Lalu, bagaimana cara kita menolong orang yang mengalami luka batin agar segera pulih? Untuk menolong konseli yang mengalami luka batin, kita perlu mengajaknya membuka kembali lukanya, lalu membersihkannya dengan cara mengakuinya di hadapan Tuhan. Ajaklah konseli memohon pengampunan dan pertolongan kepada-Nya untuk memulihkan luka itu.
Untuk mendapatkan kesembuhan luka batin, tidak ada cara lain selain mengungkapkannya dan mengizinkan Roh Kudus membebatnya. Ajaklah konseli untuk mengeluarkan rasa sakit di hatinya dengan menceritakan perasaannya. Pertama-tama, cobalah menolong di bawah empat mata. Akan tetapi, jika konseli merasa sulit bercerita, ajaklah dia bergabung dalam sebuah kelompok kecil yang sudah terbiasa berbagi cerita. Biarkan konseli Anda menjadi pendengar terlebih dahulu. Mudah-mudahan, ketika dia merasa nyaman, dia pun siap untuk bercerita. Atau, buatlah konseli merasa percaya untuk menceritakan lukanya kepada Anda.

▶ _DATA YANG DIBERIKAN_
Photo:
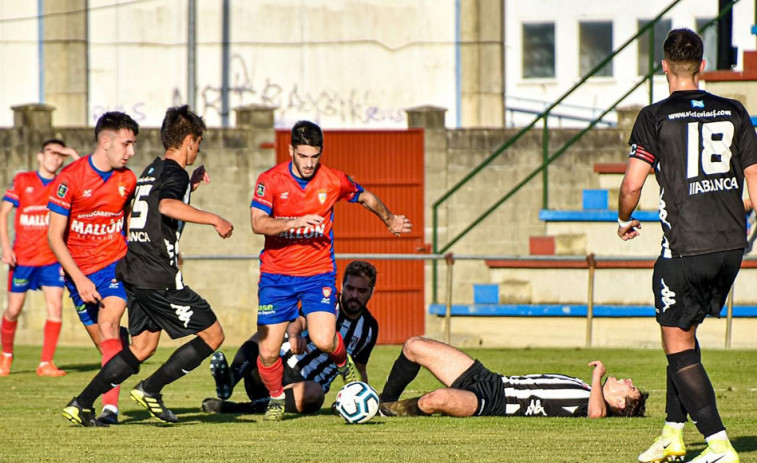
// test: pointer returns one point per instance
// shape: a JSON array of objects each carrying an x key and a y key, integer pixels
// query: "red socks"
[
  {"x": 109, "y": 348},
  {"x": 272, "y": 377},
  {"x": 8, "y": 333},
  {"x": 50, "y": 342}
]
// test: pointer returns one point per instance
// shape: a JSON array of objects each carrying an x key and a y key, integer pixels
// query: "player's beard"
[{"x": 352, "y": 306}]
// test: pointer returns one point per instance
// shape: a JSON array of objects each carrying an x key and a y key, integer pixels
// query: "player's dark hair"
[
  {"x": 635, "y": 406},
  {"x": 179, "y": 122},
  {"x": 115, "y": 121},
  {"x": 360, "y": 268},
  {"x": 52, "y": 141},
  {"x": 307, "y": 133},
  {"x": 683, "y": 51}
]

...

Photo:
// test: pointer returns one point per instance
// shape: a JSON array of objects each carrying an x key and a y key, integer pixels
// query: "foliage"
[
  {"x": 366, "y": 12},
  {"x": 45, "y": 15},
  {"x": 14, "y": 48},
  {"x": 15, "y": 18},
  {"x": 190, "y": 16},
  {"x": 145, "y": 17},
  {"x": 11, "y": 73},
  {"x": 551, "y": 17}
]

▶ _TUGAS A_
Tuliskan ulang kata demi kata bagian teks tentang pemulihan luka batin, mulai dari "Untuk mendapatkan kesembuhan" dan berakhir pada "lukanya kepada Anda.".
▶ _TUGAS B_
Menurut bagian teks, bagaimana cara menolong konseli yang pertama-tama perlu dicoba?
▶ _TUGAS C_
Berdasarkan bagian teks, jelaskan mengapa konseli dibiarkan menjadi pendengar terlebih dahulu dalam kelompok kecil.

▶ _JAWABAN A_
Untuk mendapatkan kesembuhan luka batin, tidak ada cara lain selain mengungkapkannya dan mengizinkan Roh Kudus membebatnya. Ajaklah konseli untuk mengeluarkan rasa sakit di hatinya dengan menceritakan perasaannya. Pertama-tama, cobalah menolong di bawah empat mata. Akan tetapi, jika konseli merasa sulit bercerita, ajaklah dia bergabung dalam sebuah kelompok kecil yang sudah terbiasa berbagi cerita. Biarkan konseli Anda menjadi pendengar terlebih dahulu. Mudah-mudahan, ketika dia merasa nyaman, dia pun siap untuk bercerita. Atau, buatlah konseli merasa percaya untuk menceritakan lukanya kepada Anda.

▶ _JAWABAN B_
Menolongnya di bawah empat mata.

▶ _JAWABAN C_
Konseli yang sulit bercerita diajak bergabung dalam kelompok kecil yang sudah terbiasa berbagi cerita. Ia dibiarkan mendengar dulu dengan harapan bahwa setelah merasa nyaman, ia pun siap untuk bercerita.